### Problem details
Reproduce the rows below verbatim, from the very first line through the line containing "219, 109, 429, 115", and omit the pictures from your output.

### Data entries
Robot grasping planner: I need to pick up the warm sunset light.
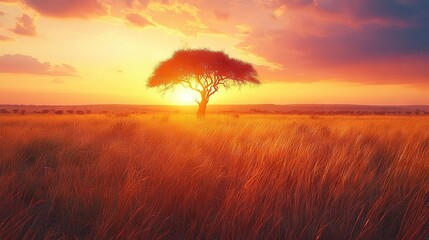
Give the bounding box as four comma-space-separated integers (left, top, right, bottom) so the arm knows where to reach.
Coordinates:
171, 87, 199, 105
0, 0, 429, 240
0, 0, 429, 105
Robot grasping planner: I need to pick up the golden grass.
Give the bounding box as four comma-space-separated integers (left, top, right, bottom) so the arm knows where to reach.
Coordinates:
0, 115, 429, 239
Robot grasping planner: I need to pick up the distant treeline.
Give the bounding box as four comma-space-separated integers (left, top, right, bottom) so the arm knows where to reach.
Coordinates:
0, 109, 429, 116
219, 109, 429, 115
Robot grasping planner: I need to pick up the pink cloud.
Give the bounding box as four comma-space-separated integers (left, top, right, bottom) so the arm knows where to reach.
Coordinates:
0, 34, 13, 42
125, 13, 153, 27
10, 13, 37, 36
213, 11, 230, 20
24, 0, 108, 18
0, 54, 77, 76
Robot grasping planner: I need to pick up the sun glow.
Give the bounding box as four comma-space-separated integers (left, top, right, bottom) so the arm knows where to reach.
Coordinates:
171, 87, 199, 105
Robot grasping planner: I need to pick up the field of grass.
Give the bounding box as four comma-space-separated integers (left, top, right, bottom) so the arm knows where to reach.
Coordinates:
0, 114, 429, 240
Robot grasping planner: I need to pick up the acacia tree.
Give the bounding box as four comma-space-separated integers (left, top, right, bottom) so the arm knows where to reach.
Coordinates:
147, 49, 260, 117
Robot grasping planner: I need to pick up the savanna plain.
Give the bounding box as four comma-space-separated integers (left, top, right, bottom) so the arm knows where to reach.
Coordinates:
0, 114, 429, 240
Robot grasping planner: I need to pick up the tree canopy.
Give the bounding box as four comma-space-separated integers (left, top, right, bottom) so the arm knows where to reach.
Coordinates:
148, 49, 260, 116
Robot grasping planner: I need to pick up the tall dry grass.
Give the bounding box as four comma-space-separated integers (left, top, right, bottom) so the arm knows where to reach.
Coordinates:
0, 115, 429, 239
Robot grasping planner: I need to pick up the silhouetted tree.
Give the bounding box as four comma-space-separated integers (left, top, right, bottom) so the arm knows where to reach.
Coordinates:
147, 49, 260, 117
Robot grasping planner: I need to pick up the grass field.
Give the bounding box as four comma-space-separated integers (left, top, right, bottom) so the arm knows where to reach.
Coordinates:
0, 114, 429, 240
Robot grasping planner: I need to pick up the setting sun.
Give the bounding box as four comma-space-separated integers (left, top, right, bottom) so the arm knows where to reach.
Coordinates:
171, 87, 199, 105
0, 0, 429, 240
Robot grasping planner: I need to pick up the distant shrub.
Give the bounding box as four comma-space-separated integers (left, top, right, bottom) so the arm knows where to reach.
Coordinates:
230, 113, 240, 119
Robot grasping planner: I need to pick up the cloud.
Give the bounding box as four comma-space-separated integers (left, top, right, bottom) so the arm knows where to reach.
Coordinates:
125, 13, 153, 27
51, 78, 64, 84
0, 54, 77, 76
213, 11, 230, 20
23, 0, 109, 18
10, 13, 37, 36
146, 1, 211, 35
236, 0, 429, 84
0, 34, 13, 42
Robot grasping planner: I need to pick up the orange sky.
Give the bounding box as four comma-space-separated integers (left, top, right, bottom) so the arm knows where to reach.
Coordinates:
0, 0, 429, 105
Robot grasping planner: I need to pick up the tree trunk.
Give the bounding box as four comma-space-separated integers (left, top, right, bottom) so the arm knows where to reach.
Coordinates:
197, 97, 209, 118
197, 100, 208, 118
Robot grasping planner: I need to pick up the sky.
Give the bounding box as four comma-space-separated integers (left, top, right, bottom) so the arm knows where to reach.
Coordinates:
0, 0, 429, 105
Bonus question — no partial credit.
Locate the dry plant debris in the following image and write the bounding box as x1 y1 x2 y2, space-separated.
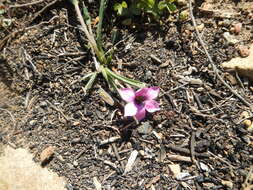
221 44 253 81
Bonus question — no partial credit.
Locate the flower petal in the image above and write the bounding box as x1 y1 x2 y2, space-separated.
135 107 146 121
145 86 160 100
135 87 148 98
119 88 135 102
124 102 138 117
144 100 160 113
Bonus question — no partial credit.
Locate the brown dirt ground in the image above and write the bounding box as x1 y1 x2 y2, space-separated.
0 0 253 190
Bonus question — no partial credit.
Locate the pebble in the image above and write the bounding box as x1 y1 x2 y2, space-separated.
40 146 55 164
137 122 153 135
223 32 238 45
238 45 250 57
196 23 205 32
230 23 242 34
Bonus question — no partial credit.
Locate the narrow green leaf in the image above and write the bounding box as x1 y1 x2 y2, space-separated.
105 68 146 88
79 72 94 81
100 65 108 82
98 87 115 106
83 4 91 25
97 0 107 51
168 3 177 12
84 73 97 93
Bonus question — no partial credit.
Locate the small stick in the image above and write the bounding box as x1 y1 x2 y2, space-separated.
165 144 210 158
112 143 124 169
189 0 253 108
46 100 70 121
9 0 44 9
0 108 16 127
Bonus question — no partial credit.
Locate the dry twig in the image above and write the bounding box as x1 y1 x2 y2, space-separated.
189 0 253 108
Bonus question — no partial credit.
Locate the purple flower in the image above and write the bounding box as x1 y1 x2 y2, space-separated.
119 87 160 121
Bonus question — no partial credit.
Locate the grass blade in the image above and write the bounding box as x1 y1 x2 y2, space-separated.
105 68 146 88
97 0 107 51
83 73 97 93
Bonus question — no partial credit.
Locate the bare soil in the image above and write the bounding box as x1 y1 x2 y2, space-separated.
0 0 253 190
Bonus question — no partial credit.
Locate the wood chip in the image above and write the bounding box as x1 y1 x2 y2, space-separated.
145 175 160 189
168 164 181 177
124 150 138 174
167 154 192 162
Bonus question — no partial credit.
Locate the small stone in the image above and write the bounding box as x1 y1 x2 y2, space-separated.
40 146 55 164
73 160 78 167
238 45 250 57
230 23 242 34
223 32 238 45
196 23 205 32
168 164 181 177
137 122 153 135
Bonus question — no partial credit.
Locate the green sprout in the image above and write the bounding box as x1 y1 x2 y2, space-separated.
113 0 177 20
71 0 145 92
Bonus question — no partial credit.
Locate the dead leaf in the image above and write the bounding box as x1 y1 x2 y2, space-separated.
168 164 181 177
124 150 138 174
221 44 253 81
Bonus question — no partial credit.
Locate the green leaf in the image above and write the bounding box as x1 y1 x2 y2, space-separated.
83 5 91 25
121 1 127 9
100 66 108 82
168 3 177 12
105 68 146 88
143 0 155 8
113 1 127 16
84 73 97 93
113 3 123 15
0 8 5 15
158 1 168 10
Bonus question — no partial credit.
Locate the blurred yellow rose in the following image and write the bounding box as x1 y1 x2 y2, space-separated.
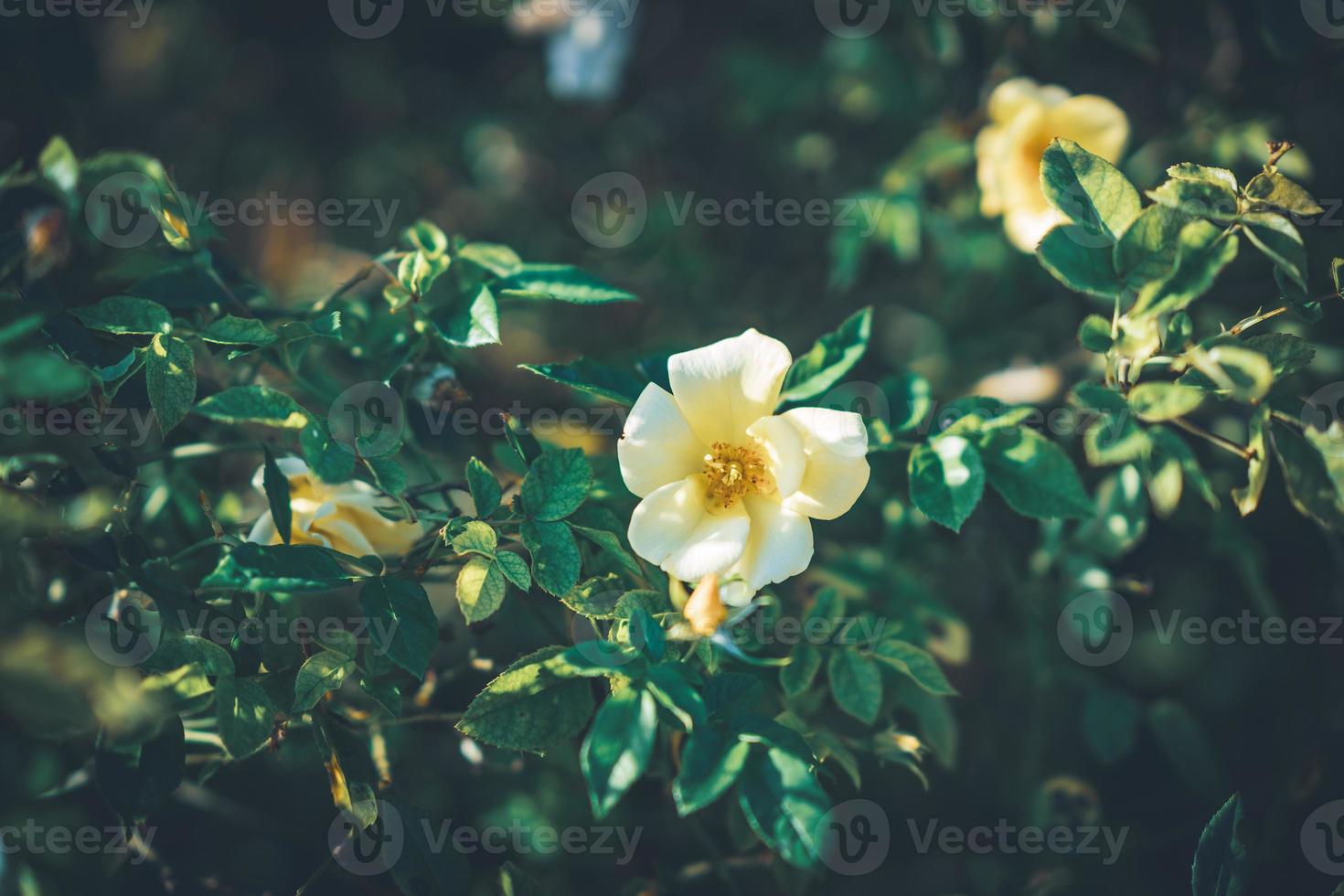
247 457 423 558
976 78 1129 252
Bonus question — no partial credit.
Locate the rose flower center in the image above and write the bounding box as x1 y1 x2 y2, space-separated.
704 442 774 509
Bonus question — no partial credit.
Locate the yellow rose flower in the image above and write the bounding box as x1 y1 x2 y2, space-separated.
976 78 1129 252
247 457 423 558
617 329 869 604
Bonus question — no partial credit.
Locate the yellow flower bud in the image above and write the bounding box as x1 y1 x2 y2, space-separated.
681 572 729 638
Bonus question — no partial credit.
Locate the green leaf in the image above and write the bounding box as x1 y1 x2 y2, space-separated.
1129 383 1204 423
976 426 1093 520
457 243 523 277
1036 224 1120 298
200 315 280 348
1129 220 1238 317
1243 333 1316 380
909 435 986 532
1082 687 1144 765
215 676 275 759
1232 404 1269 516
457 646 592 752
1167 161 1238 197
298 418 355 485
92 716 187 822
1273 426 1344 530
560 573 626 619
1241 212 1309 292
145 335 197 435
1078 315 1115 355
644 664 709 731
453 520 498 559
521 520 582 598
570 521 644 578
1040 138 1141 240
1180 346 1275 403
262 444 294 544
358 576 438 678
291 650 355 716
37 135 80 194
580 687 658 819
457 556 507 624
827 650 881 725
518 357 644 407
0 349 90 404
672 728 752 818
360 459 406 497
872 638 957 698
1246 168 1325 217
521 449 592 523
1189 794 1252 896
1147 177 1239 224
738 748 830 868
200 543 357 591
780 641 821 698
780 307 872 404
69 295 172 336
402 219 448 255
495 264 637 305
432 286 500 348
192 386 311 430
1107 206 1189 288
495 550 532 593
466 457 503 517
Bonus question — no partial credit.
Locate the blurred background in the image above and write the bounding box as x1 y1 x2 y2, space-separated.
0 0 1344 896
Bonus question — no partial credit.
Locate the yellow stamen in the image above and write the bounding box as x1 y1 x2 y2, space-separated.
704 442 774 509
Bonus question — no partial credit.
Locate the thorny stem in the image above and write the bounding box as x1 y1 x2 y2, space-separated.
1172 416 1256 462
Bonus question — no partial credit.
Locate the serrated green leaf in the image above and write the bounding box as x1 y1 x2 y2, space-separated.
872 638 957 698
262 446 294 544
291 650 355 716
69 295 172 336
192 386 312 430
580 687 658 819
1040 138 1141 241
145 335 197 435
672 728 752 818
738 748 830 868
827 650 881 725
973 426 1093 520
457 556 507 624
518 357 644 407
358 576 438 678
495 264 637 305
466 457 503 517
780 307 872 404
457 646 592 752
909 435 986 532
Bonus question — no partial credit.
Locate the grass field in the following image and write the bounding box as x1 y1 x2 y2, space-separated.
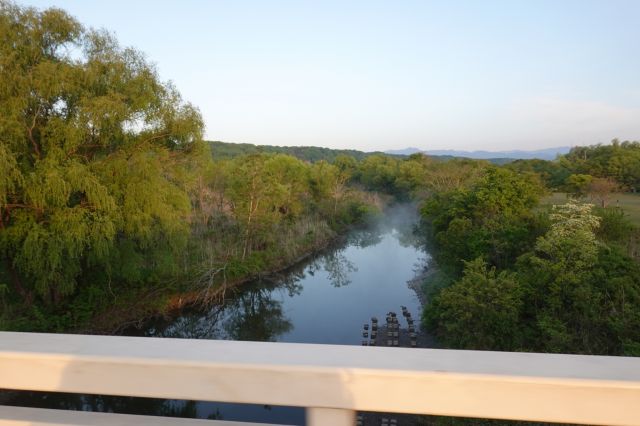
541 192 640 226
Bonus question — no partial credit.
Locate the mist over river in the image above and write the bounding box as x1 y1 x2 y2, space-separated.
6 204 429 424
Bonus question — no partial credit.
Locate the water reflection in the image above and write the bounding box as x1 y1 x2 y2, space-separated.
5 207 428 424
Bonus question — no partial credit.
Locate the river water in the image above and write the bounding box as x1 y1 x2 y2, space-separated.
5 205 429 424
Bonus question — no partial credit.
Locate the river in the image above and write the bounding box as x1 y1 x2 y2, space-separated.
3 205 429 424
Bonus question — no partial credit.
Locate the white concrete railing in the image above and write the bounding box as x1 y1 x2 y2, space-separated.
0 333 640 426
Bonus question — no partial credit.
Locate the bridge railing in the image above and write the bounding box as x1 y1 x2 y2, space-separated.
0 332 640 426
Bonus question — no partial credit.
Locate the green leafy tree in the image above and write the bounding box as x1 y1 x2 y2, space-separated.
425 258 522 350
422 167 543 274
0 1 203 302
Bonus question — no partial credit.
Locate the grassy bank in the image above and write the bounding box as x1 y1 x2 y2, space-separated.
541 192 640 226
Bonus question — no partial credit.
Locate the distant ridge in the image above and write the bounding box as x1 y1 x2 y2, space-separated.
385 146 571 160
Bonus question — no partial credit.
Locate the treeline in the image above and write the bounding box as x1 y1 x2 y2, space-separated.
506 139 640 207
0 2 381 330
207 141 386 163
422 167 640 356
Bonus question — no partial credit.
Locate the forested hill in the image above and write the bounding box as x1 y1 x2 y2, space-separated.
209 141 397 163
208 141 514 165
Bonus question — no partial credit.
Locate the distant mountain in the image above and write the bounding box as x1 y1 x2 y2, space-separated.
385 146 571 160
384 147 424 155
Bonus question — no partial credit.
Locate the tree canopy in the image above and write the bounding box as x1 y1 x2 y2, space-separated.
0 1 204 300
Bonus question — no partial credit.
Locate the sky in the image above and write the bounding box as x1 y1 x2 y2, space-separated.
17 0 640 151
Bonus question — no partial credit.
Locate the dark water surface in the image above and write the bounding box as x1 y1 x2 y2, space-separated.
5 205 428 424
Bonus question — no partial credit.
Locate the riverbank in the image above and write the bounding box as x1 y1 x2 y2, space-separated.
82 221 345 334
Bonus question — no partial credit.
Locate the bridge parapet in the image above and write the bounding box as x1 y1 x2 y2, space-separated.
0 332 640 426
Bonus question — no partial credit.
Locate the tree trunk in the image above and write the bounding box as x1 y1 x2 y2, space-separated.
5 258 33 305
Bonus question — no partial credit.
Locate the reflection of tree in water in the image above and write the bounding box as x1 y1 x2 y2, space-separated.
394 225 424 248
347 226 383 248
1 392 202 418
307 249 358 287
144 305 226 339
224 288 293 341
323 251 358 287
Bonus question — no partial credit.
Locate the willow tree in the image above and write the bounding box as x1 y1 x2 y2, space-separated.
0 0 203 302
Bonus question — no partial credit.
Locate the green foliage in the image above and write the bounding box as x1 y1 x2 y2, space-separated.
424 192 640 355
208 141 389 163
425 258 522 350
560 139 640 192
0 2 205 321
422 167 542 275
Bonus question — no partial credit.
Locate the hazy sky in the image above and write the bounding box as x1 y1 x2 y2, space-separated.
19 0 640 150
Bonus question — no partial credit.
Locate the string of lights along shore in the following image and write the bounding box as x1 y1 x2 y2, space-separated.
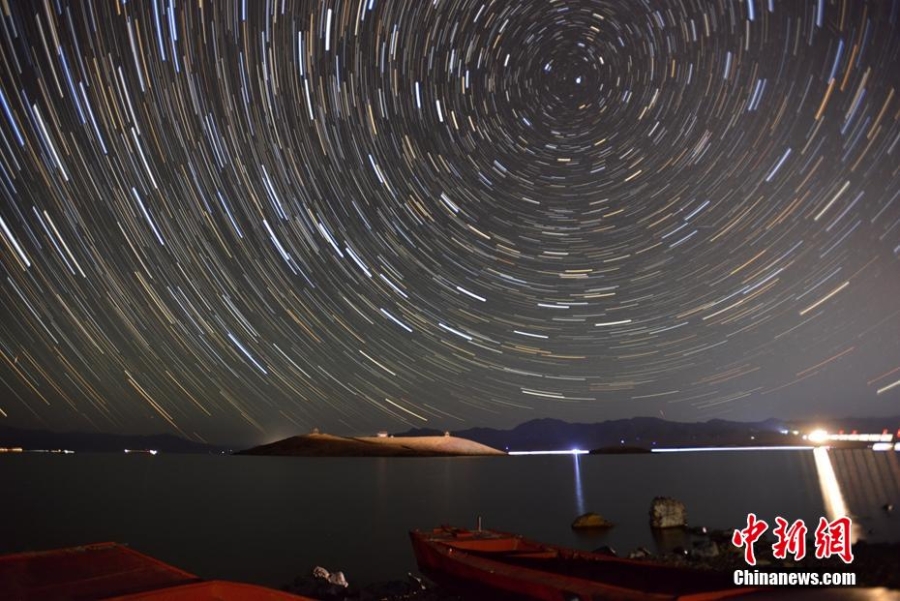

### Final result
Robot grasping planner: I need to pick up the warm sunset light.
Give the bounding box as four comma-space-separated integers (left, top, right, bottom) so the arm knows where to reach.
Coordinates:
171, 87, 199, 105
0, 0, 429, 240
0, 0, 429, 105
Robot grasping planner: I need to pick up the golden grass.
Give the bounding box as four comma-space-separated integers (left, top, right, bottom) so the arm knows where to reach.
Coordinates:
0, 115, 429, 239
Robot grasping planner: I need to pick up the distant treeline.
Give the bounding box as four comma-space-separated integers (left, top, right, bottom) so the arm knows where to reach.
Coordinates:
0, 109, 429, 116
219, 109, 429, 115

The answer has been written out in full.